Look through the entries below, please, and copy every line with the word "most".

***

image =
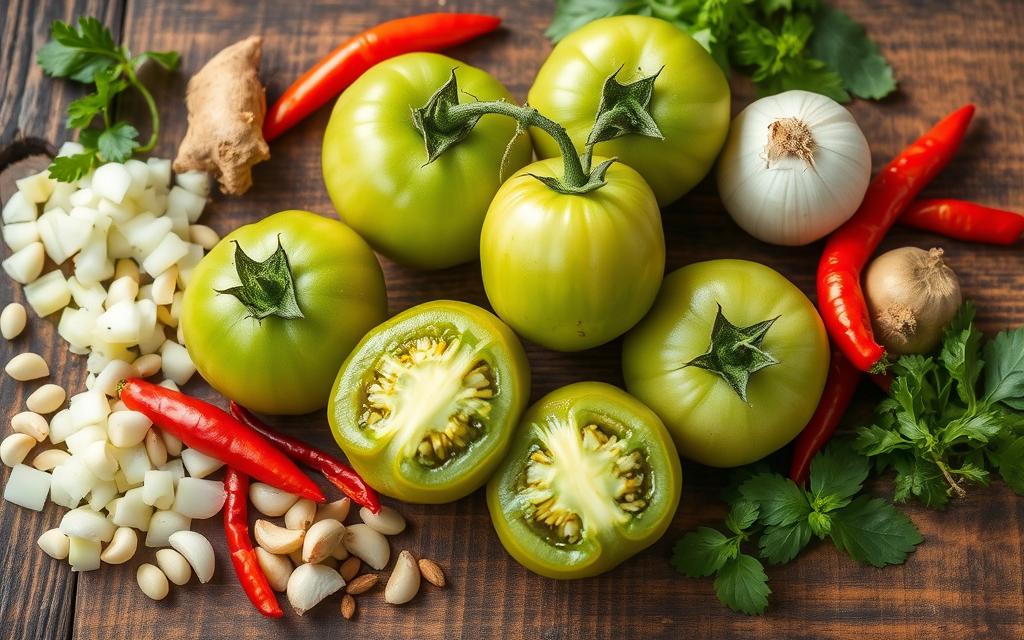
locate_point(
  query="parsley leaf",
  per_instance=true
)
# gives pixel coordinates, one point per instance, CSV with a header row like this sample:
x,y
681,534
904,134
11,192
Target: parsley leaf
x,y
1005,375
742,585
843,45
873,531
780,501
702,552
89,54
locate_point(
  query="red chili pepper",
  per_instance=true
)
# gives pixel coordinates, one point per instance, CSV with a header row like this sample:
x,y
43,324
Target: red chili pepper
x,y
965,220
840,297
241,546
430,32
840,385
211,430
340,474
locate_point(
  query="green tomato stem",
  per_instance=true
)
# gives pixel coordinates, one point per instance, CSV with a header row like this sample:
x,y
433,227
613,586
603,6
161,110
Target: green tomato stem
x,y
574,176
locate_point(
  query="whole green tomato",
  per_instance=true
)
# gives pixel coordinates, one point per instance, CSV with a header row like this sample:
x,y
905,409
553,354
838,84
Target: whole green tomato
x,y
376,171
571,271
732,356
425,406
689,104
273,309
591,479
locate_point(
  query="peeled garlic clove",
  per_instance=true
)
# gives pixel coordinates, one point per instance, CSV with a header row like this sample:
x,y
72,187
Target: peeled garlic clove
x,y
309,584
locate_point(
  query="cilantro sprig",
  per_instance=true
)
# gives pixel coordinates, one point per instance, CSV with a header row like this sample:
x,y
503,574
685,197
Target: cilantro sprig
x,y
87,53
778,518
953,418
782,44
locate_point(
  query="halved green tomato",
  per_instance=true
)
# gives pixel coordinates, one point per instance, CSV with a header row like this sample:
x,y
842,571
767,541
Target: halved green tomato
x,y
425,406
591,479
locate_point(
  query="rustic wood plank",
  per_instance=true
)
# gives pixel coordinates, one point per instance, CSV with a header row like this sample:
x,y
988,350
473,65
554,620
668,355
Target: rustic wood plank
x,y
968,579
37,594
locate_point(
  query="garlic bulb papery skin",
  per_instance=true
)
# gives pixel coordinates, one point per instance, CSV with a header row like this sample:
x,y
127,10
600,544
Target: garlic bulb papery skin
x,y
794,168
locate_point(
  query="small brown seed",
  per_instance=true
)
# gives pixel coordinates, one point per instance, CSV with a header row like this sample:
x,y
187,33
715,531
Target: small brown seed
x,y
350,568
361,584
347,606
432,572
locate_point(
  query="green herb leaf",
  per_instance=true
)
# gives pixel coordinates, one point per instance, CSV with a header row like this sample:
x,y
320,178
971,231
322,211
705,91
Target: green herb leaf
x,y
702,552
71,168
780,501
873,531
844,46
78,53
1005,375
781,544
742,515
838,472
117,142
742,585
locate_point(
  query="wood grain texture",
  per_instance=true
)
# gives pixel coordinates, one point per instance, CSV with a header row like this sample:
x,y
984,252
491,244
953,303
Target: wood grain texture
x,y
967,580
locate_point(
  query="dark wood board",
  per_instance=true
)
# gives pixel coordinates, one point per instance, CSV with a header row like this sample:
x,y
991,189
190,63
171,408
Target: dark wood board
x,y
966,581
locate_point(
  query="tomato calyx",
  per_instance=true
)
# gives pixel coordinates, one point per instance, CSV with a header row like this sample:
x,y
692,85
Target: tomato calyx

***

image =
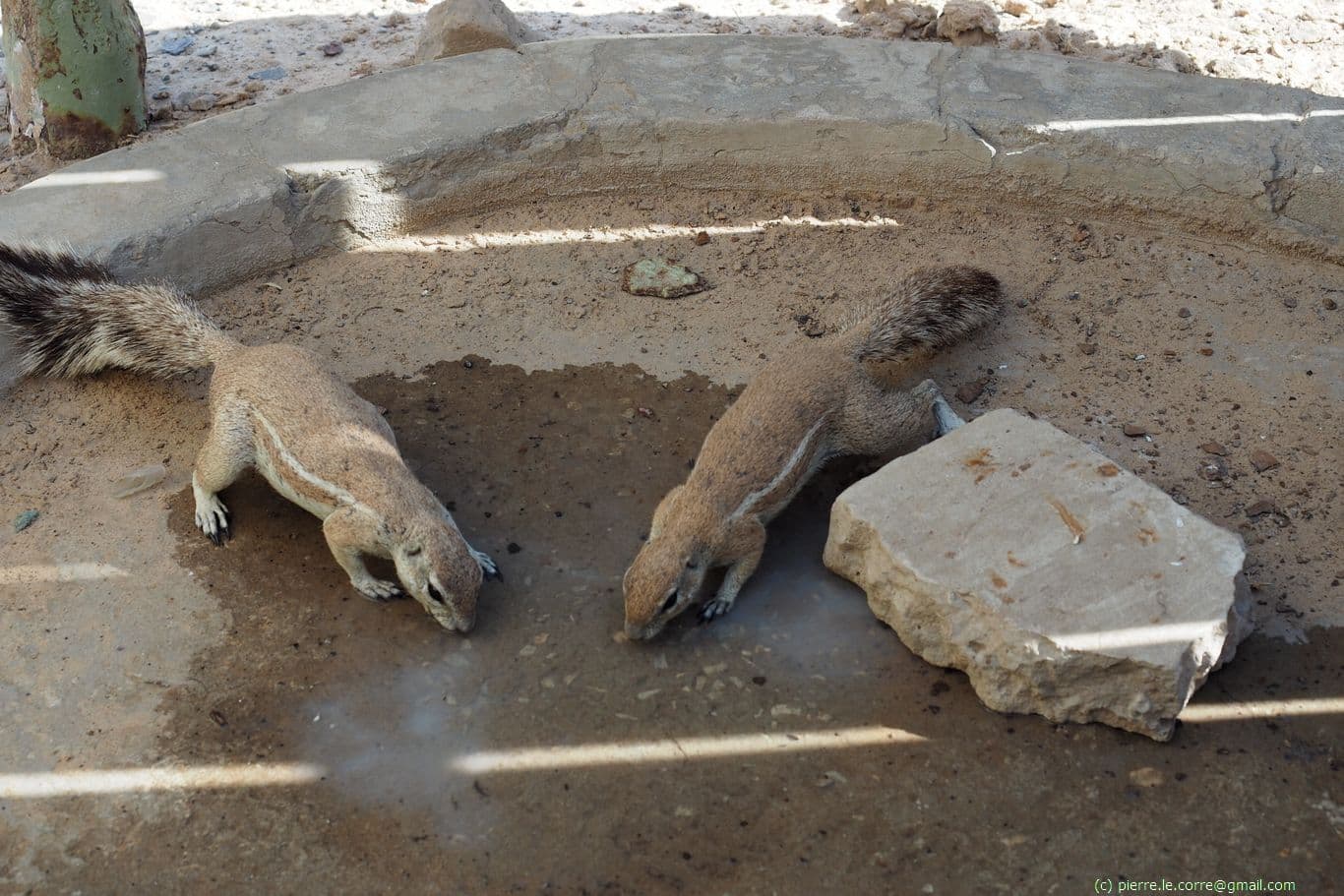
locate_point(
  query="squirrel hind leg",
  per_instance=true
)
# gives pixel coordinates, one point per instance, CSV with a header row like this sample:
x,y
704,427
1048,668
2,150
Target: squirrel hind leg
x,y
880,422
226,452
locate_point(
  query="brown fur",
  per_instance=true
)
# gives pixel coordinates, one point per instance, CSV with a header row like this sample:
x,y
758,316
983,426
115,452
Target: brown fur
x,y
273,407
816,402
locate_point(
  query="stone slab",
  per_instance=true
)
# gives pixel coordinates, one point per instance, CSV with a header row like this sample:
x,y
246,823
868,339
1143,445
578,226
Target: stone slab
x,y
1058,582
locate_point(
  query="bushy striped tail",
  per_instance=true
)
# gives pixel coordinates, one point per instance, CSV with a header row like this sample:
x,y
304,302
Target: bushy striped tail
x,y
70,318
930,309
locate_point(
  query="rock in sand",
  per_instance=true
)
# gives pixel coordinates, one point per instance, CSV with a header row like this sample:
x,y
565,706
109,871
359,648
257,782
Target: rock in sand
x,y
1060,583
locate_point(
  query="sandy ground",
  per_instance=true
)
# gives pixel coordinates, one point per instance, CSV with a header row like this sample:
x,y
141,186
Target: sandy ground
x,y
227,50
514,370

***

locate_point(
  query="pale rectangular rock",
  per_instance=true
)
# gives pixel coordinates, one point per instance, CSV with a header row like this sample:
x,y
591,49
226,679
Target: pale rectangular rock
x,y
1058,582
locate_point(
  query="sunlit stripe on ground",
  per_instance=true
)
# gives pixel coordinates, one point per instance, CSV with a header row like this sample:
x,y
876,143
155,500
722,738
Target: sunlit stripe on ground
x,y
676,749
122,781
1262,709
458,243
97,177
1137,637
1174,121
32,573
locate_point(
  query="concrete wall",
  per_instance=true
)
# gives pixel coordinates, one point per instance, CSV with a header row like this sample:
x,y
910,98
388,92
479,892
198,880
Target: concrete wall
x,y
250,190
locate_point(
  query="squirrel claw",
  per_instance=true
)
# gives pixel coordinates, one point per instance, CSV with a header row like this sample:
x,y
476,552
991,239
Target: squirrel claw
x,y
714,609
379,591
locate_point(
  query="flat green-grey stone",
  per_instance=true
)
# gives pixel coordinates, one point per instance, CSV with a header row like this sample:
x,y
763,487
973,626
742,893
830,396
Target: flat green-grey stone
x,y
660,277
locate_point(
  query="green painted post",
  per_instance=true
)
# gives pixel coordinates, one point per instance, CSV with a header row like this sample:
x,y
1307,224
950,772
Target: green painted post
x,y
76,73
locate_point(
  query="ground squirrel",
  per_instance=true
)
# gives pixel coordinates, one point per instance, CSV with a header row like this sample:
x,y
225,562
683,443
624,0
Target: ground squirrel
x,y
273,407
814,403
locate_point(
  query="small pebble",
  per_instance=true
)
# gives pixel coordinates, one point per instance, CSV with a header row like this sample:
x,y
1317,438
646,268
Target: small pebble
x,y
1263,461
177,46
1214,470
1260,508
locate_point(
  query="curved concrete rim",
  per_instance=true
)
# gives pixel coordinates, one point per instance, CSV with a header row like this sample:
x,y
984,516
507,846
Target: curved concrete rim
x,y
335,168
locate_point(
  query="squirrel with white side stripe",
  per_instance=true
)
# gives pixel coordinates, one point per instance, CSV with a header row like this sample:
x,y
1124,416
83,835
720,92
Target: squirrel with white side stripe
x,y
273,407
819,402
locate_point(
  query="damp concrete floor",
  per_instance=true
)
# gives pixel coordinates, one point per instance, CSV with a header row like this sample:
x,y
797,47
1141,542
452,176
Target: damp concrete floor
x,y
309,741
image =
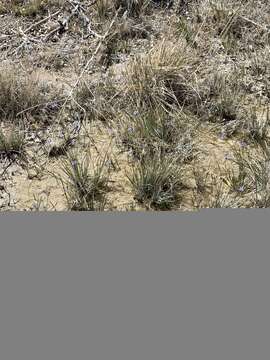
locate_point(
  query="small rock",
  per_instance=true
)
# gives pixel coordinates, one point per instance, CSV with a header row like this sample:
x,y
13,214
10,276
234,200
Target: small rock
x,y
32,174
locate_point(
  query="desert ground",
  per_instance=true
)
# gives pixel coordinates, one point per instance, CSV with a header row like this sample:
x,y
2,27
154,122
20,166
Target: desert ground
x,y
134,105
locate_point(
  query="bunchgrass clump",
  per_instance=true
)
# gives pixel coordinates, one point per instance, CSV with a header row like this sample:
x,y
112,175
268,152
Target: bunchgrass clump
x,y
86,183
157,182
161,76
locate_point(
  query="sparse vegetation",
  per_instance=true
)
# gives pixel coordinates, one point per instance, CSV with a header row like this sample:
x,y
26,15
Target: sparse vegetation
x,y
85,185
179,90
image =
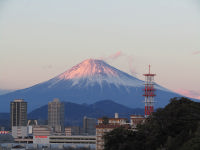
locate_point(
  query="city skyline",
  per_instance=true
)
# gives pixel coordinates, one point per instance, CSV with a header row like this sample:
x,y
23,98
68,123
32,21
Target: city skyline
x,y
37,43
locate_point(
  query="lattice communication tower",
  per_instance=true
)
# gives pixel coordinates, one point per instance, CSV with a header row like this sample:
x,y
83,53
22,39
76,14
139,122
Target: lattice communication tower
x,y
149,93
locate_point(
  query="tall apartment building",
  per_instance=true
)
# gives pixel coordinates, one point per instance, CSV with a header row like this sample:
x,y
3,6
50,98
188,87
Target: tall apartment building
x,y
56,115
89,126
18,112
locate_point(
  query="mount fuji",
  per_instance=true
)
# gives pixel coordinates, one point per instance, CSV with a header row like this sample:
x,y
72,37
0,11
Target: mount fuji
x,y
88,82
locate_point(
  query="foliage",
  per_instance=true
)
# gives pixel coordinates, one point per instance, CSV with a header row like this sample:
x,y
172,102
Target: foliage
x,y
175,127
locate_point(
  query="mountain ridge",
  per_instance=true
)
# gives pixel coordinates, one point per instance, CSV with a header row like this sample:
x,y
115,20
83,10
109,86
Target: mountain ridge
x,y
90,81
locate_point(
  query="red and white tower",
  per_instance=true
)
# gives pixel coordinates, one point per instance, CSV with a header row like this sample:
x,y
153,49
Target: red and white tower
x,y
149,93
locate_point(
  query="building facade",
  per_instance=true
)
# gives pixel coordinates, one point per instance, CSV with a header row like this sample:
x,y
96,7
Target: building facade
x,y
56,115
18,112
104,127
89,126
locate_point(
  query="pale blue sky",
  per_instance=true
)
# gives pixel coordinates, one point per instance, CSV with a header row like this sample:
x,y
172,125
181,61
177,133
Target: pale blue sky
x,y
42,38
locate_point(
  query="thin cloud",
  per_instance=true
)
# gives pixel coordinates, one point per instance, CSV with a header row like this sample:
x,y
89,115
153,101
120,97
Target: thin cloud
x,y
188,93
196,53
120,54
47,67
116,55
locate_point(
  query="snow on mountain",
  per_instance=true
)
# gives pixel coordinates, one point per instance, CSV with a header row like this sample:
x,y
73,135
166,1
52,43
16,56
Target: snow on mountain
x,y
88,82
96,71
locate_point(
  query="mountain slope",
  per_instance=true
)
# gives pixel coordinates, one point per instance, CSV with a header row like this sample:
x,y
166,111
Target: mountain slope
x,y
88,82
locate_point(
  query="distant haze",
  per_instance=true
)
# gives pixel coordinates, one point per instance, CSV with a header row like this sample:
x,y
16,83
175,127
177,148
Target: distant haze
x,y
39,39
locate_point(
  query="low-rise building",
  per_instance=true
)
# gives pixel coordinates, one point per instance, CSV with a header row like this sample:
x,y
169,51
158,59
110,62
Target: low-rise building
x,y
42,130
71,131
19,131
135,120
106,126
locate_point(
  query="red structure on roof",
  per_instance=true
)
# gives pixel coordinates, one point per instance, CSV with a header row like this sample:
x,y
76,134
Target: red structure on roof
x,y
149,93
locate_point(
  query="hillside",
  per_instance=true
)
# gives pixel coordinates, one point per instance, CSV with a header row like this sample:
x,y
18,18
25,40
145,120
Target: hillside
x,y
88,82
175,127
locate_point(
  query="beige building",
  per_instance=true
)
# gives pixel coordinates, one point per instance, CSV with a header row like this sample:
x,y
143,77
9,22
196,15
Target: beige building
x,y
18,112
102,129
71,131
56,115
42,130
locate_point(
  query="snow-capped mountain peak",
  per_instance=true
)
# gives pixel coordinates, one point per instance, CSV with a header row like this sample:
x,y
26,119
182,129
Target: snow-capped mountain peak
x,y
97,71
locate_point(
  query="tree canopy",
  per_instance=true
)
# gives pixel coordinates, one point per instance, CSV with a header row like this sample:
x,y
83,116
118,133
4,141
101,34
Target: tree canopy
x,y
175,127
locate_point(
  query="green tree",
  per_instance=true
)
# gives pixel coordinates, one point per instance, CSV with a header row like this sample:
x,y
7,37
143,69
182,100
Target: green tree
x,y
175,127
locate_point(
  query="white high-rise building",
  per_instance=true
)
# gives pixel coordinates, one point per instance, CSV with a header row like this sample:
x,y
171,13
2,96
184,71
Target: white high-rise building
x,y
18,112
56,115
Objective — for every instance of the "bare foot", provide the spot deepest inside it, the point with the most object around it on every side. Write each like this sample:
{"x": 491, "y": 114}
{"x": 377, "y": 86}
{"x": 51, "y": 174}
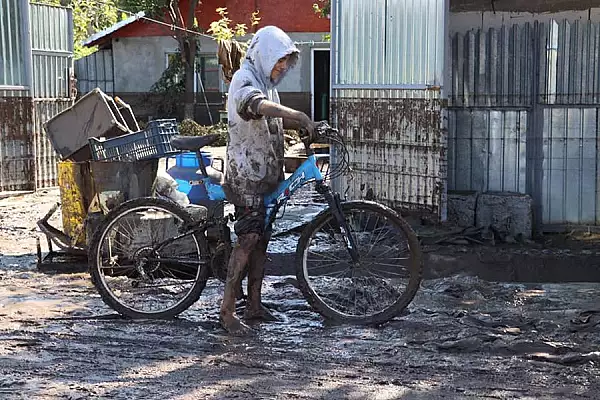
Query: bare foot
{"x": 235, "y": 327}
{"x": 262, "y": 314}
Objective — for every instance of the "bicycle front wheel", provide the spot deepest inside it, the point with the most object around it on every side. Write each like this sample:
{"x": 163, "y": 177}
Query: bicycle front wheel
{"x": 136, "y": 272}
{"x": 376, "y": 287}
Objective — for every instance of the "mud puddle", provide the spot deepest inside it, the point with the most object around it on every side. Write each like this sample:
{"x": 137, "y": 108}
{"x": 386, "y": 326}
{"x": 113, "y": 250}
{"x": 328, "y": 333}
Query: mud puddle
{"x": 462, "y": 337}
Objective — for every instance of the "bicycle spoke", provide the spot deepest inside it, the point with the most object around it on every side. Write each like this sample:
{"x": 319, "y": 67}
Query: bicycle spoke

***

## ANSWER BOX
Objective — for every instance of the "bare foot", provide the spot deepest inside it, the point with the most object around it on every side. Write each like this sample:
Objective — for every instance of the "bicycle front wheel", provide the spot deepest inside it, the point with the most object around it on every side. Write each like this sample:
Objective — for every instance of the "mud puddle", provide the spot deepest inside it, the point with the most object around it on every side. Write each like this sample:
Objective — for every instance of the "bicycle spoke", provide the spot deepest inside it, the point with the most object around it on every side. Write each like this sample:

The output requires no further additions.